- Extracted text -
Tools for thought or thoughts for tools?

Bird and Emery report in this issue of PNAS (1) that rooks (Corvus frugilegus), corvids that do not habitually use tools in the wild, appear to possess tool-related capabilities hitherto known only in their tool-using relatives, the New Caledonian crows (Corvus moneduloides) (2–5). Their findings are striking in more than one respect, but it is of particular interest to evaluate their significance for theories about the influence of tool use in the evolution of intelligence, for recent arguments against the value of evolutionary thinking in relation to cognition (6) and for that old nugget, the use of metabehavioral concepts such as insight as causal explanations for behavior.

Tool Use and Intelligence

The evolution of tool use and its relation to intelligence have for a long time been assumed to be related topics. Because humans are outstanding among animal species in their general intelligence and in their sophistication as users and makers of tools, it is not surprising that tool use is often invoked among the candidate traits (together with language, cumulative culture, and excessive prosociality) that may have promoted the development of human intellectual uniqueness. A simplified version of the argument could run like this: something in early hominids' ecology led them to rely heavily on tools, and this created a special niche, within which selective forces favored heritable traits that conferred an advantage in tool-oriented competence. The latter, in turn, depends on the ability to predict objects' interactions by means of sophisticated folk physics. The development of tool-dedicated abilities could secondarily enhance the spread of traits associated with abstract reasoning, and the associated advantages of being able to transfer skills to relatives and members of one's band would in time promote the evolution of language and cumulative technological culture. In an opposite direction of causation stand hypotheses that see tool competence as derivative of general-purpose intelligence. For instance, if some feature of social organization or ecology independently promoted the ability for abstract information processing, or for mental modeling of interactions between external objects, then the spread of general intelligence could make tool use possible, just as it fosters all sorts of other competences. Only those species that, for other reasons, developed advanced forms of cognition would be able to reap the benefits of tool use. As with many speculations about the evolution of behavioral traits, these hypothetical versions of history are heuristic simplifications of what surely must have been a dynamic multifactor set of interactions. But they are valuable nonetheless, and can be examined at least indirectly in the light of this new evidence.

- Entries supplied -
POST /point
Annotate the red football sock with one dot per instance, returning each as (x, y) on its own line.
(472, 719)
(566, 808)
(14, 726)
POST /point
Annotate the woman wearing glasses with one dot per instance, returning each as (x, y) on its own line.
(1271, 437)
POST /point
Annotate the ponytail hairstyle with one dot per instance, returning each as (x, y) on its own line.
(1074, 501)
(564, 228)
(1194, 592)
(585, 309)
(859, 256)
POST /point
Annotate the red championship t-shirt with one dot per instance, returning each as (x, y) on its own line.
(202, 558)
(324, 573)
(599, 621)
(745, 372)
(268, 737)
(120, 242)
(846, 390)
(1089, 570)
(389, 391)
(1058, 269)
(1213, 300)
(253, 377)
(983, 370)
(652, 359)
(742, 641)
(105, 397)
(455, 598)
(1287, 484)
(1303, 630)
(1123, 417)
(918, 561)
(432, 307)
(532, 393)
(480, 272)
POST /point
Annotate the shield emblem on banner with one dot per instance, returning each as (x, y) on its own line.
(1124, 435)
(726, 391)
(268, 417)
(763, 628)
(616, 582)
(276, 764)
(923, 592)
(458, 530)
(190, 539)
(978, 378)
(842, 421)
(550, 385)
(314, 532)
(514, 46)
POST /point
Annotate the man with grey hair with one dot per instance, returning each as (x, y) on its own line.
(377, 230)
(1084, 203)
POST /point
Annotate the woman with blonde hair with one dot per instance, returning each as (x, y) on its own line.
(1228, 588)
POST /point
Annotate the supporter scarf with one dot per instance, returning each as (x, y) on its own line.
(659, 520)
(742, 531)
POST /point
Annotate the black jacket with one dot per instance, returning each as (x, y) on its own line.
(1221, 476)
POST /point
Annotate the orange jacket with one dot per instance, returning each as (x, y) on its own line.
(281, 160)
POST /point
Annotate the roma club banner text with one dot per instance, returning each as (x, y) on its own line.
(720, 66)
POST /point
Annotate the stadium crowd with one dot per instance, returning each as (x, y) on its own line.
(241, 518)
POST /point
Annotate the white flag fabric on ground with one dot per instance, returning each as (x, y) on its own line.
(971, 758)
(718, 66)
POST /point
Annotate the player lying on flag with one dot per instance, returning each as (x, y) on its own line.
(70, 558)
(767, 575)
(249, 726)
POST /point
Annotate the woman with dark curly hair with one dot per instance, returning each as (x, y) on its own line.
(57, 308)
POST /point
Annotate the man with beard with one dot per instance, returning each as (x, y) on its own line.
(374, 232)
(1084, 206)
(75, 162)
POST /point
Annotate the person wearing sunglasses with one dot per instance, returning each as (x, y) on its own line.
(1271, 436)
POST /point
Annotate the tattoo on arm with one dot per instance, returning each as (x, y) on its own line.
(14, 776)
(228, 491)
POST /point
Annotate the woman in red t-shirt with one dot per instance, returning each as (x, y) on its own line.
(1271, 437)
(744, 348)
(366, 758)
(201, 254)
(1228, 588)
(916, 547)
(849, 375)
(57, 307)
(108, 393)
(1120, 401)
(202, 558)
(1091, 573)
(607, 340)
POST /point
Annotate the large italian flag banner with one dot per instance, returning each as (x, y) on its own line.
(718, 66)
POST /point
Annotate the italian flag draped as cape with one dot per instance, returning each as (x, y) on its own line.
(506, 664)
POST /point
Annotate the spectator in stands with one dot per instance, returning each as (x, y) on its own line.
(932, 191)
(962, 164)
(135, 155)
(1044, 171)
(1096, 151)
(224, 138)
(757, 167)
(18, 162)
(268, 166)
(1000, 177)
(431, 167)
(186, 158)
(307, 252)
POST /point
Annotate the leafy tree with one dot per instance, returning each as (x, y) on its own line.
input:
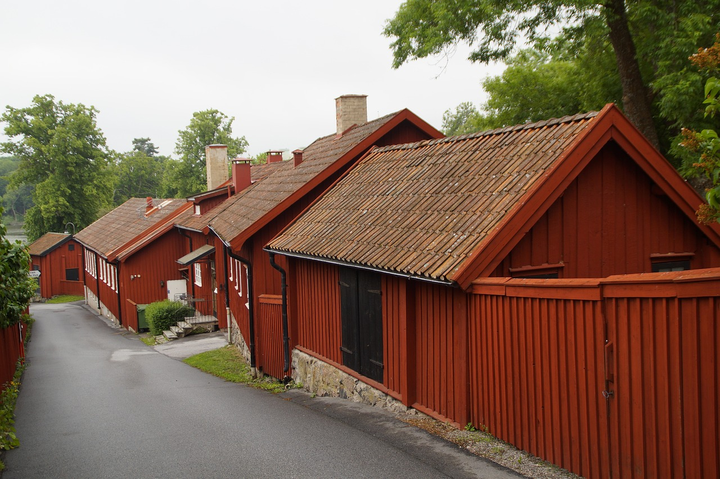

- What this exercise asks -
1. For each statement, answer yes or no according to the passage on tool use and intelligence, and quote the exact words that decide it. (a) Rooks habitually use tools in the wild. (b) The passage calls the hypothetical versions of history heuristic simplifications. (c) Tool use is named among candidate traits alongside language, cumulative culture, and excessive prosociality.
2. Reproduce word for word the part of the passage on tool use and intelligence between "Bird and Emery" and "explanations for behavior.", inclusive.
The lines come from a separate source, not from the passage on tool use and intelligence.

- Exercise results -
1.
(a) No: "corvids that do not habitually use tools in the wild"
(b) Yes: "these hypothetical versions of history are heuristic simplifications"
(c) Yes: "(together with language, cumulative culture, and excessive prosociality)"

2.
Bird and Emery report in this issue of PNAS (1) that rooks (Corvus frugilegus), corvids that do not habitually use tools in the wild, appear to possess tool-related capabilities hitherto known only in their tool-using relatives, the New Caledonian crows (Corvus moneduloides) (2–5). Their findings are striking in more than one respect, but it is of particular interest to evaluate their significance for theories about the influence of tool use in the evolution of intelligence, for recent arguments against the value of evolutionary thinking in relation to cognition (6) and for that old nugget, the use of metabehavioral concepts such as insight as causal explanations for behavior.